Prompt -> Which operas does the Handel album review name as sources of the arias? Give every one it lists.

Extracted text ->
Emőke Baráth (soprano); Artaserse/Philippe Jaroussky (Erato)

Our rating 
5.0 out of 5 star rating 5.0

Handel – Dualità
Arias from Arianna in Creta, Amadigi di Gaula, Partenope, Radamisto, Alcina, Faramondo etc
Emőke Baráth (soprano); Artaserse/Philippe Jaroussky
Erato 9029637062   72:21 mins

Soprano Emőke Baráth is the featured soloist of this album, but our attention is grabbed by the name of another singer, Philippe Jaroussky. This is the star countertenor’s first commercial recording as a conductor. Jaroussky lets himself be led by Baráth, whose affective intensity and technical brilliance are most powerfully displayed in her extravagant additions.

Extracted records ->
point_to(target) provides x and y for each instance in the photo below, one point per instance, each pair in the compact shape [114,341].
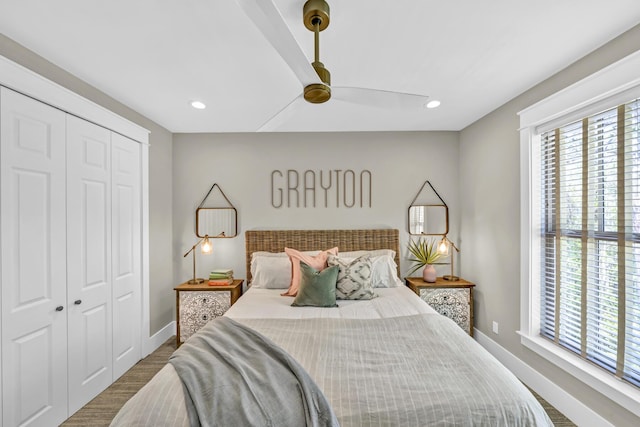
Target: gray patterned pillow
[354,277]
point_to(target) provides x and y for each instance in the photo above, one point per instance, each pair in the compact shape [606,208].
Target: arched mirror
[216,221]
[428,214]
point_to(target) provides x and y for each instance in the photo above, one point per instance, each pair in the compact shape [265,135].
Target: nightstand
[197,304]
[453,299]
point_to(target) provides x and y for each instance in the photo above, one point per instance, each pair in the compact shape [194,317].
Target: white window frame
[611,86]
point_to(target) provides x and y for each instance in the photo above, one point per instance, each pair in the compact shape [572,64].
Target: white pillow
[384,270]
[270,271]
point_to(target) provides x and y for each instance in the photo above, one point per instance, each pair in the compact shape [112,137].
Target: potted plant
[425,254]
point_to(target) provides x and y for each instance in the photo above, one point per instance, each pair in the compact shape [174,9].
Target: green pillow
[317,288]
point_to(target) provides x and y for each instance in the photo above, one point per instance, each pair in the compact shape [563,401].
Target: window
[580,231]
[590,226]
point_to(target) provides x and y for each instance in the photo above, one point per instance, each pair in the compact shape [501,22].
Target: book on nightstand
[221,277]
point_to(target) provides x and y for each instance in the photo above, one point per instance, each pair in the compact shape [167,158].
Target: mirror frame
[443,204]
[222,234]
[446,225]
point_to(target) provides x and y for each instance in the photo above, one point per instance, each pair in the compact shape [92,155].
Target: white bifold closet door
[103,257]
[71,260]
[89,243]
[126,252]
[34,262]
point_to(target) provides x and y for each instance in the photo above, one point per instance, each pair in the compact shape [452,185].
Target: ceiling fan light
[317,93]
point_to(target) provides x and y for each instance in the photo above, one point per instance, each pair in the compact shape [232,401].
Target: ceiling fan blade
[379,98]
[273,27]
[282,116]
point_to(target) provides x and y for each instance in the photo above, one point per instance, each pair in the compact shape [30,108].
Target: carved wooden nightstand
[197,304]
[453,299]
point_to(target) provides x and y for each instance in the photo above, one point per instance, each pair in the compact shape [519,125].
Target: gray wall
[490,219]
[242,164]
[160,178]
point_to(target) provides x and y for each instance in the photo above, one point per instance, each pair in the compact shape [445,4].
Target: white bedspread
[389,361]
[259,303]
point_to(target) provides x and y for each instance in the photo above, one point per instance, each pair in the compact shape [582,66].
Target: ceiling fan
[314,77]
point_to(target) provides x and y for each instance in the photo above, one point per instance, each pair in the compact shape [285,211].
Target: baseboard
[571,407]
[159,338]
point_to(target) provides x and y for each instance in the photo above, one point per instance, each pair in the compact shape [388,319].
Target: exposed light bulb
[206,246]
[443,246]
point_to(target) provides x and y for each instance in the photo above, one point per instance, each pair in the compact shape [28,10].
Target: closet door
[127,277]
[89,260]
[33,262]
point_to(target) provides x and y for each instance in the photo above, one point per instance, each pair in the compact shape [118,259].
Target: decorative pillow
[319,262]
[354,277]
[371,253]
[317,288]
[384,270]
[270,272]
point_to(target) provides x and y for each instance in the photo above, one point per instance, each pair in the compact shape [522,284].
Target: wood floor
[101,410]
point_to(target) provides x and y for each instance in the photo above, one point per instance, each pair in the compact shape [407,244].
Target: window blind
[590,260]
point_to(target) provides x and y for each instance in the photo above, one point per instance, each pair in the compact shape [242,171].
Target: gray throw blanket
[234,376]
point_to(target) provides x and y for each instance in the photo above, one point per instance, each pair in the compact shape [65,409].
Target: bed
[389,360]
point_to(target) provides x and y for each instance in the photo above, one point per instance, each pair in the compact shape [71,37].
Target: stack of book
[221,277]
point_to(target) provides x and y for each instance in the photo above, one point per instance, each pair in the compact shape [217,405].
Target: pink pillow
[318,262]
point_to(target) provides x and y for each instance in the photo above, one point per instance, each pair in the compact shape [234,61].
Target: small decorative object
[444,249]
[425,254]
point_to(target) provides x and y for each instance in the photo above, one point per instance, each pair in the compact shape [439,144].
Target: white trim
[153,342]
[145,326]
[25,81]
[606,83]
[571,407]
[599,91]
[615,389]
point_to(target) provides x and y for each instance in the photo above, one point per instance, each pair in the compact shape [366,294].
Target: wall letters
[328,188]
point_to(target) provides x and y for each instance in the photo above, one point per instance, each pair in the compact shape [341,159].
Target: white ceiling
[158,55]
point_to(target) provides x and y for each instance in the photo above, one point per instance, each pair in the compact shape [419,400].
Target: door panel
[89,260]
[33,227]
[127,278]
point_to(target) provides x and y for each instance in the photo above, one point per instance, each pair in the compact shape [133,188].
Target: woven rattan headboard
[309,240]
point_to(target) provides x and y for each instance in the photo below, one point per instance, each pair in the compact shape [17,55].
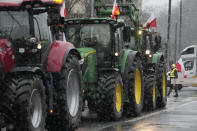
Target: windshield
[89,35]
[42,30]
[14,24]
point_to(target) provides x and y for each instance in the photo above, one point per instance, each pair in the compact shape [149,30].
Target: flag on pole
[151,22]
[115,11]
[63,11]
[181,68]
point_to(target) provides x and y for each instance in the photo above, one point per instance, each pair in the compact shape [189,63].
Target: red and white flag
[63,11]
[181,68]
[151,22]
[115,11]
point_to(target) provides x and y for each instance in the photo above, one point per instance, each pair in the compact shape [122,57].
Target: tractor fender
[128,57]
[157,57]
[58,53]
[35,70]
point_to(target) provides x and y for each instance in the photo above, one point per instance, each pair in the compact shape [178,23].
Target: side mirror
[90,42]
[127,34]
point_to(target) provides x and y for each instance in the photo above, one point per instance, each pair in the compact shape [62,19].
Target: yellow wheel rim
[154,92]
[118,98]
[164,84]
[138,86]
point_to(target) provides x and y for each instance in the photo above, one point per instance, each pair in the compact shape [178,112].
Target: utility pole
[92,8]
[175,44]
[180,28]
[168,35]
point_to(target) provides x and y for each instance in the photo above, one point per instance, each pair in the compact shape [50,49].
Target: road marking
[147,115]
[159,112]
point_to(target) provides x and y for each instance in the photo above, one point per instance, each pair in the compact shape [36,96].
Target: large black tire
[110,96]
[150,93]
[25,101]
[69,103]
[161,84]
[133,82]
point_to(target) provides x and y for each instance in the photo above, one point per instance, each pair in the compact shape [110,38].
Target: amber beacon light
[58,1]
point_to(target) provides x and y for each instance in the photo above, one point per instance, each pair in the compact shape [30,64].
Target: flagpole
[92,8]
[168,34]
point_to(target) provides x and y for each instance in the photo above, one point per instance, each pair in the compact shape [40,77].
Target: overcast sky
[159,4]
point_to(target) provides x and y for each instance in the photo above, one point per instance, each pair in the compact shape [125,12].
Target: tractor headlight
[117,54]
[39,46]
[147,52]
[140,32]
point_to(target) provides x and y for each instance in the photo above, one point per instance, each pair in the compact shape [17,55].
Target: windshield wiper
[14,18]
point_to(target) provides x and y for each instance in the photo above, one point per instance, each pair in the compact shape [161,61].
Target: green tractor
[112,74]
[113,62]
[154,70]
[148,44]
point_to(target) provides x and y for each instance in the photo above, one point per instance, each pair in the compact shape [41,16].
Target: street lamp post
[180,28]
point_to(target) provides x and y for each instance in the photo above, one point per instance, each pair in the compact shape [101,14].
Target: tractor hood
[17,3]
[84,52]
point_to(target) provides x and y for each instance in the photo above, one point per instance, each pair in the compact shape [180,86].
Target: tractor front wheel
[133,82]
[150,93]
[161,85]
[26,100]
[110,100]
[69,103]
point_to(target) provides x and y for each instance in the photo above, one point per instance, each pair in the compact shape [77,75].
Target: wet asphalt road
[180,114]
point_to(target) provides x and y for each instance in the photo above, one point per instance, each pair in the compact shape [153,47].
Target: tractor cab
[102,34]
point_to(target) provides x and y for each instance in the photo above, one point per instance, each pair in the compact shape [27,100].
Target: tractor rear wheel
[161,84]
[150,93]
[110,96]
[67,112]
[134,85]
[25,99]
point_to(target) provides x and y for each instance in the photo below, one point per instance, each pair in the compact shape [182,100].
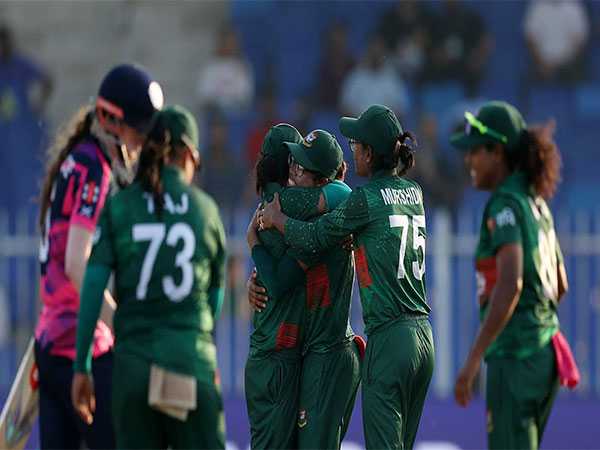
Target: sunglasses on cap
[353,144]
[473,122]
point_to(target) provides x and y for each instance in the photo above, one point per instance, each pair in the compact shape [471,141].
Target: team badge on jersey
[309,139]
[302,418]
[506,217]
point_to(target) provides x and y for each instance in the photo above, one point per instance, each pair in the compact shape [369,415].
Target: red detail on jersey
[34,378]
[487,275]
[287,336]
[90,192]
[67,206]
[317,287]
[362,267]
[568,372]
[361,344]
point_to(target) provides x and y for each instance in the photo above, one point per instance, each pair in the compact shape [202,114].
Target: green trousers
[271,385]
[138,426]
[396,373]
[519,397]
[328,387]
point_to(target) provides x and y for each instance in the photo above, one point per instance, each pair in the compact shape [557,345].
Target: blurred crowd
[417,56]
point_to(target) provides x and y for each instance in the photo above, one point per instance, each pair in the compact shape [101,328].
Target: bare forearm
[502,305]
[109,306]
[279,222]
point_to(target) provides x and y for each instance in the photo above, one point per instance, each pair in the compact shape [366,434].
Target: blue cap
[129,93]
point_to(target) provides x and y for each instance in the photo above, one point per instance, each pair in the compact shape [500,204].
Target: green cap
[318,152]
[496,122]
[378,127]
[273,143]
[182,125]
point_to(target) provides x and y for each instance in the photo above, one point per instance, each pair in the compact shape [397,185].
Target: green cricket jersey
[314,313]
[164,269]
[329,289]
[387,220]
[514,215]
[279,326]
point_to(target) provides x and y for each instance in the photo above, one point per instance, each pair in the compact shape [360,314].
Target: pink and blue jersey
[78,195]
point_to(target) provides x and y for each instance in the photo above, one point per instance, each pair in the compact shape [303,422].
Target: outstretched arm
[328,231]
[503,301]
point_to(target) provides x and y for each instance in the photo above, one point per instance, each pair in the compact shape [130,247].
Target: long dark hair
[76,129]
[270,169]
[402,157]
[539,158]
[153,157]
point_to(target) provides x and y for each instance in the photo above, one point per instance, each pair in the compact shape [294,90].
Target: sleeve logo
[506,217]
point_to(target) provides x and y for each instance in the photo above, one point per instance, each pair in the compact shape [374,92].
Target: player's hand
[348,243]
[83,397]
[271,215]
[463,389]
[257,295]
[251,234]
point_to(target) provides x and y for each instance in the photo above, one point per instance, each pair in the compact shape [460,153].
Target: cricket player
[97,147]
[386,219]
[165,243]
[521,276]
[328,348]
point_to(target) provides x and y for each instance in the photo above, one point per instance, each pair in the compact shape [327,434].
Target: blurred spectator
[24,92]
[442,179]
[223,176]
[460,47]
[226,82]
[266,118]
[406,31]
[557,32]
[374,81]
[336,62]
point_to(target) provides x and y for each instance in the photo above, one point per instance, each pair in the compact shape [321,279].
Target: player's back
[164,265]
[513,215]
[390,250]
[78,194]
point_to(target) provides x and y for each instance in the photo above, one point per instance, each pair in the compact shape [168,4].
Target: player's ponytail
[401,158]
[153,158]
[539,158]
[68,136]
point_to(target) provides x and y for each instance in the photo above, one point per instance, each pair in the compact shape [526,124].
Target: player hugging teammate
[389,242]
[303,357]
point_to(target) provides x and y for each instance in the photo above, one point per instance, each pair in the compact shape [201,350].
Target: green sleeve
[296,202]
[278,276]
[216,290]
[102,249]
[504,222]
[92,294]
[332,228]
[335,193]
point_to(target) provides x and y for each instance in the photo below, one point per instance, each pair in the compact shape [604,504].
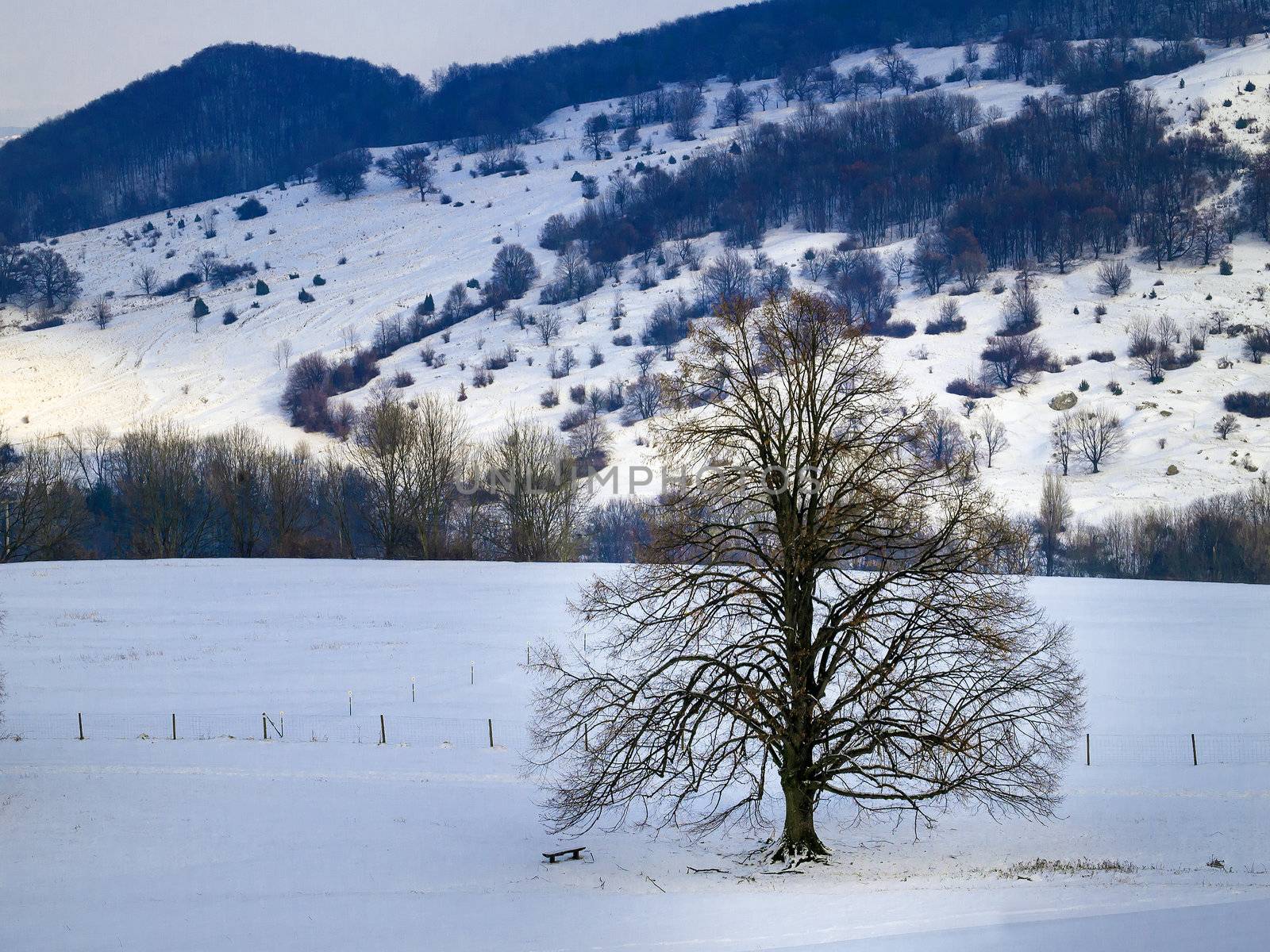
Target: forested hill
[229,116]
[239,116]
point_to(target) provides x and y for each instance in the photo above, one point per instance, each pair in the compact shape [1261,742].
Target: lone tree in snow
[819,612]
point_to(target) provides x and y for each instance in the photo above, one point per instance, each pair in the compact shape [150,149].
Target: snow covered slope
[214,844]
[152,363]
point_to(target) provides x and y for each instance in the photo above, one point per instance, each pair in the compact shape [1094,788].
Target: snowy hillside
[152,363]
[214,844]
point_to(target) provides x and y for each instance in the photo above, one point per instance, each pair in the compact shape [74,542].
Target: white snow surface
[216,844]
[152,363]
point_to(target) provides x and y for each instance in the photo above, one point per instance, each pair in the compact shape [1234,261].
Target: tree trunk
[799,841]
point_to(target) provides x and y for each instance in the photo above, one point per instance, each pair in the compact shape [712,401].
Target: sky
[56,55]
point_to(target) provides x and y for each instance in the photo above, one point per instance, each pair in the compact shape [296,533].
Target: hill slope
[152,363]
[230,114]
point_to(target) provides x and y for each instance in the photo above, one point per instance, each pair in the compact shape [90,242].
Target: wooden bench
[575,854]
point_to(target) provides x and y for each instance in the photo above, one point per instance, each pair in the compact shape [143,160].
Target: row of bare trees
[410,482]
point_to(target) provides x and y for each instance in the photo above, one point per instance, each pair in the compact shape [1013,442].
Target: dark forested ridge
[229,117]
[239,116]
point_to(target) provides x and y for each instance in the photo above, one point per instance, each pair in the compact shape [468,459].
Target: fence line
[337,729]
[1155,749]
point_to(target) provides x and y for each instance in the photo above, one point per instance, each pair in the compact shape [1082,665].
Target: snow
[152,365]
[213,844]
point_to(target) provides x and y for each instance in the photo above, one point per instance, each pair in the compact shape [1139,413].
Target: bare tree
[381,452]
[102,313]
[159,474]
[548,327]
[897,263]
[440,457]
[410,168]
[537,505]
[752,653]
[733,108]
[52,282]
[596,133]
[1113,278]
[994,435]
[1062,441]
[1226,425]
[1098,436]
[1014,359]
[145,279]
[41,501]
[1056,509]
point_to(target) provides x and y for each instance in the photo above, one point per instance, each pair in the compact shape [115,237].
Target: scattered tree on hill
[1098,436]
[1056,511]
[252,209]
[686,111]
[145,279]
[1113,278]
[344,175]
[514,271]
[14,272]
[54,283]
[596,133]
[102,313]
[733,108]
[410,168]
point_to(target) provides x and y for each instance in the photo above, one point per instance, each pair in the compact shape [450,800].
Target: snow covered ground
[152,363]
[214,844]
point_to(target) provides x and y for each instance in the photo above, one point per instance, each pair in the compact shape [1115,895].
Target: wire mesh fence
[468,733]
[314,729]
[1162,749]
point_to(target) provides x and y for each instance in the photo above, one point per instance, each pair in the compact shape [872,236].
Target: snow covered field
[152,363]
[158,844]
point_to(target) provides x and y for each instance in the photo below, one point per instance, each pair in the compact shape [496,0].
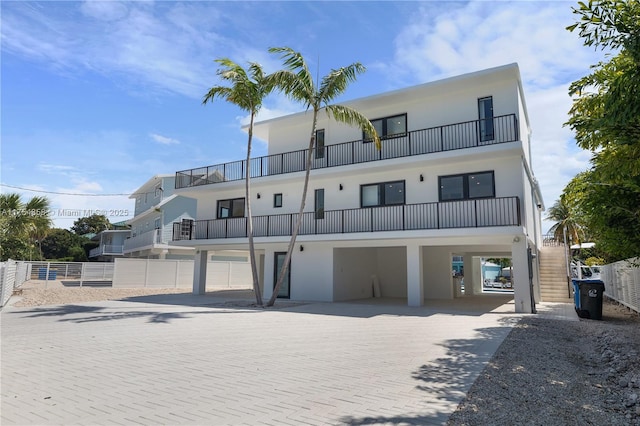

Result -> Arianna in Creta, Amadigi di Gaula, Partenope, Radamisto, Alcina, Faramondo